Ahmet Kutsi Tecer ismini babasından, ikinci ismini ise doğduğu yer olan Kudüs’ten, soyadını da Tecer dağından almış 1901 doğumlu bir şairdir. Osmanlı toprakları olan Kudüs’de doğmuş ve ilköğrenimini orada tamamlamıştır. Sonrasında ise sırasıyla; Kırklareli ve İstanbul’da öğrenim görmüştür.
Tecer üniversite yılları dediğimiz Dârülfünun da, çekirdeğini Dârülfünun hocalarının oluşturduğu ‘Dergâh’ dergisine dâhil olmuş ve şiirlerini yayınlamaya başlamıştır. Ve yazdığı tüm dergiler; “Dergâh (1921-1922), Mihrab, Millî Mecmua (1924-1925), Meş‘ale (1928), Görüş (1930-1932), Varlık (1933-1935 ve 1960), Ağaç (1936), Oluş (1939), Yücel (1941), Ülkü (1941-1945), Şadırvan (1949), Türk Folklor Araştırmaları (1949-1980), Türk Düşüncesi (1953-1954), İstanbul, Türk Yurdu (1955-1956) ve Vatan (1957-1958)” şeklinde sıralanabilir.
Tecer, samimi ve mükemmeliyetçi bir insan olduğundan, az ve öz yazmıştır. Bu yüzden hemen her yazdığı şeyi kendince olgunlaştırmadan gün ışığına çıkarmaz ve beklerdi. İlk şiirlerinden itibaren yazdıklarına ve yayınladıklarına ‘nokta’ koyamazdı. Yayınladıklarının az olmasının sebebi de bundandır.
Dönemin tüm şair ve yazarlarının aksine Tecer batı fikrinden fazla etkilenmemiş, Paris’e gittiğinde de Cezayir Halk edebiyatı üzerine yoğunlaşmıştır. Paris’teki tüm anılarını ‘Paris Acıları’ adlı şiirinde kaleme almış ve bizlere sunmuştur. Bu dönem sonunda ise hiçbir akıma kapılmamış hem ruhen hem de bedenen yurda geri dönmüştür.

==============================

**Yazılı istek A**
Seçilmiş bölüme göre şu soruları yanıtlayın:
(i) Tecer ikinci ismini nereden almıştır?
(ii) Tecer, Dârülfünun yıllarında hangi dergiye dâhil olmuştur?
(iii) Tecer, Paris'e gittiğinde hangi edebiyat üzerine yoğunlaşmıştır?
Ardından gelen listenin seçilmiş bölümle hiçbir ilgisi yoktur.

==============================

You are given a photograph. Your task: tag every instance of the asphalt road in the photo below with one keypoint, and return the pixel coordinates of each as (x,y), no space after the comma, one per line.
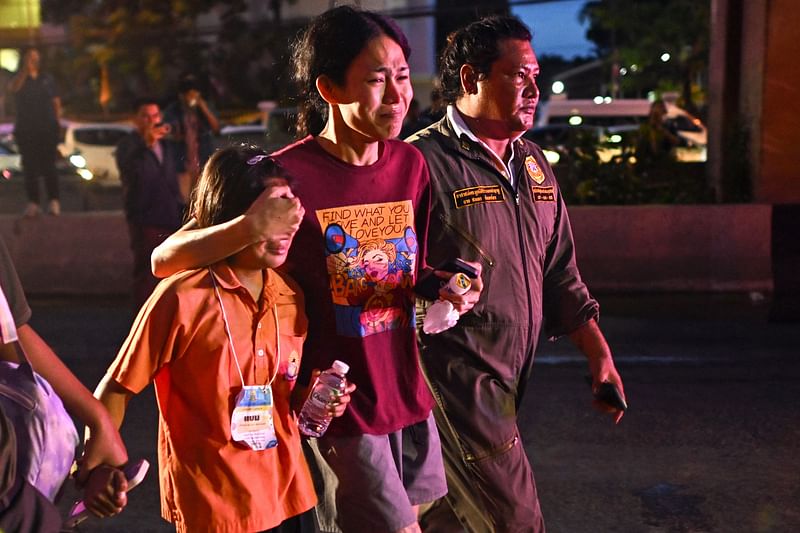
(709,443)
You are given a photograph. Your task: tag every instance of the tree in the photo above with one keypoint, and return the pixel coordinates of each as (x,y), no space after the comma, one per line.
(633,35)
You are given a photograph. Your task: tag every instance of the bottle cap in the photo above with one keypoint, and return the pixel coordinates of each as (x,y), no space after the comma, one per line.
(459,283)
(340,367)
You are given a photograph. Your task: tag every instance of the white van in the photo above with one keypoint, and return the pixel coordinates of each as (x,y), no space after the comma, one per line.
(624,115)
(96,142)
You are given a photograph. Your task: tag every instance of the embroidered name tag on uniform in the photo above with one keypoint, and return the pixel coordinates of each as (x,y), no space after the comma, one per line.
(478,195)
(533,170)
(543,194)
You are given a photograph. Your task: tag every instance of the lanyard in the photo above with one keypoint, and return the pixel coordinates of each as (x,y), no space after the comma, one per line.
(230,337)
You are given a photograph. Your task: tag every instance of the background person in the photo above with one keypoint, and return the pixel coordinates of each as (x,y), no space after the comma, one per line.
(20,503)
(356,182)
(193,128)
(37,130)
(496,201)
(151,198)
(656,140)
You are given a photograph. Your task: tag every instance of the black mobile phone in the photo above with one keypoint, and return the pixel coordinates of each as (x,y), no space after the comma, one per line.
(134,473)
(429,284)
(609,394)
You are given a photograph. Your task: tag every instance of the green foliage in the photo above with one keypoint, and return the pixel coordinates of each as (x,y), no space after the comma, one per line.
(627,180)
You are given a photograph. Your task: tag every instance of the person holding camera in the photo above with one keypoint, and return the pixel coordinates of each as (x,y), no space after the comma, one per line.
(152,198)
(193,128)
(37,130)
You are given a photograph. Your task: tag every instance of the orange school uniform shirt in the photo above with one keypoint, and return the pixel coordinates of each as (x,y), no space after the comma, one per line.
(208,482)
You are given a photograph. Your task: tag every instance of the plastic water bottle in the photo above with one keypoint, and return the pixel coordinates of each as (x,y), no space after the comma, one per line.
(314,416)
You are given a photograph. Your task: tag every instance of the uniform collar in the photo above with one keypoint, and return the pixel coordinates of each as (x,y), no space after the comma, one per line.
(461,130)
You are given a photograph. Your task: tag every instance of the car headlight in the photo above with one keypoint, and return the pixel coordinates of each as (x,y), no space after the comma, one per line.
(79,161)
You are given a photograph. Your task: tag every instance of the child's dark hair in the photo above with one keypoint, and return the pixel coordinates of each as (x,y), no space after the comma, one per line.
(231,180)
(327,48)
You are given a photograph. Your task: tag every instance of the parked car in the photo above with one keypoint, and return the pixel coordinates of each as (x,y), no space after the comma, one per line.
(277,133)
(622,117)
(558,141)
(95,143)
(68,169)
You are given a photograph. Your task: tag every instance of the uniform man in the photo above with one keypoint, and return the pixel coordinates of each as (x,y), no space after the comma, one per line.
(496,201)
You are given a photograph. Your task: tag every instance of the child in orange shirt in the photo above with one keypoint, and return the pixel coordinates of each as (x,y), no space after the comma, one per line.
(223,344)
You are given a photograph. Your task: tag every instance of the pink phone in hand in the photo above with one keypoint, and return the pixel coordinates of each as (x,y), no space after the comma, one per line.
(134,474)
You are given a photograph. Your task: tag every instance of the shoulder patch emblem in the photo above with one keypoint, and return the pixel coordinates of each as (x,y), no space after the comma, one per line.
(533,170)
(478,195)
(543,194)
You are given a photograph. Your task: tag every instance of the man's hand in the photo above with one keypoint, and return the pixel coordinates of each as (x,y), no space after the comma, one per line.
(604,371)
(275,215)
(336,407)
(105,492)
(462,302)
(104,446)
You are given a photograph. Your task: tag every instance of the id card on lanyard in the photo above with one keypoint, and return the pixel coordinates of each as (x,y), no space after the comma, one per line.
(251,420)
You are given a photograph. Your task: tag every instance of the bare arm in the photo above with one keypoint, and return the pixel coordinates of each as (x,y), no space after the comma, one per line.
(275,215)
(590,340)
(106,445)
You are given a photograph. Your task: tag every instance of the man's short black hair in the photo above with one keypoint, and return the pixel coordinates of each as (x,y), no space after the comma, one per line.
(478,45)
(143,101)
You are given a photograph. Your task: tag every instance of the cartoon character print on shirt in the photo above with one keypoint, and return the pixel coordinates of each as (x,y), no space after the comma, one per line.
(371,255)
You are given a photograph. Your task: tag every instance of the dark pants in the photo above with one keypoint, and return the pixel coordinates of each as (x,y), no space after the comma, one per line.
(39,160)
(494,494)
(302,523)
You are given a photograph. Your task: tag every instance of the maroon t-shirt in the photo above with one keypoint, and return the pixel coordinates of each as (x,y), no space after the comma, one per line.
(356,256)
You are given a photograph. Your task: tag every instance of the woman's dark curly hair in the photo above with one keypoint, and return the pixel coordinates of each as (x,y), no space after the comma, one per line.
(476,44)
(327,47)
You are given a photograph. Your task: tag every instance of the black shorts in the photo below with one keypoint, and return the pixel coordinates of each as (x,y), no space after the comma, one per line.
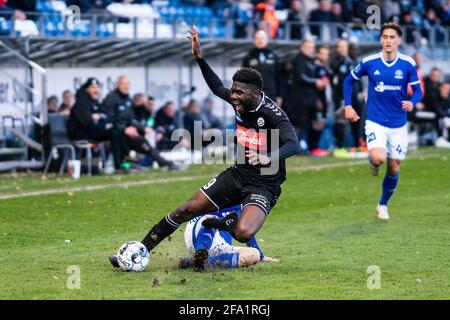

==============================

**Yazılı istek B**
Lütfen listede "of the cartoon" ifadesinin geçtiği satırdan listenin sonuna kadar her şeyi, "photograph" yerine "image" koyarak yeniden yazın; başka hiçbir şeyi değiştirmeyin ve resimleri yanıta almayın.

**Yazılı yanıt A**
(i) Doğduğu yer olan Kudüs'ten.
(ii) Dergâh dergisine.
(iii) Cezayir Halk edebiyatı üzerine.

**Yazılı yanıt B**
You are given a image. Your task: tag every instance of the cartoon character print on shirt in the photo above with one keypoint, and return the pixel coordinates of each as (x,y), no space after the comma, one per line.
(371,255)
You are given a image. Your task: tag every instance of the dark pants in the photo above with one keypoint, and return the pixel coordinates of each as (x,y), no space after the comma, one per line.
(39,160)
(494,494)
(302,523)
You are given a image. Your task: tag every instance of the maroon t-shirt in the photo above with one keypoint, and return the pixel coordinates of each as (x,y), no space after the comma, one per line.
(356,256)
You are given a image. Your task: tag every instance of the woman's dark curly hair in the photo above with one keypoint, and return the pixel coordinates of each as (x,y), no space after the comma, one per line.
(476,44)
(327,47)
You are given a image. Your task: tag every instance of the black shorts in the photo below with one keypoint, and return the pixel coordinates of each as (x,y), no space after the comma, one per line.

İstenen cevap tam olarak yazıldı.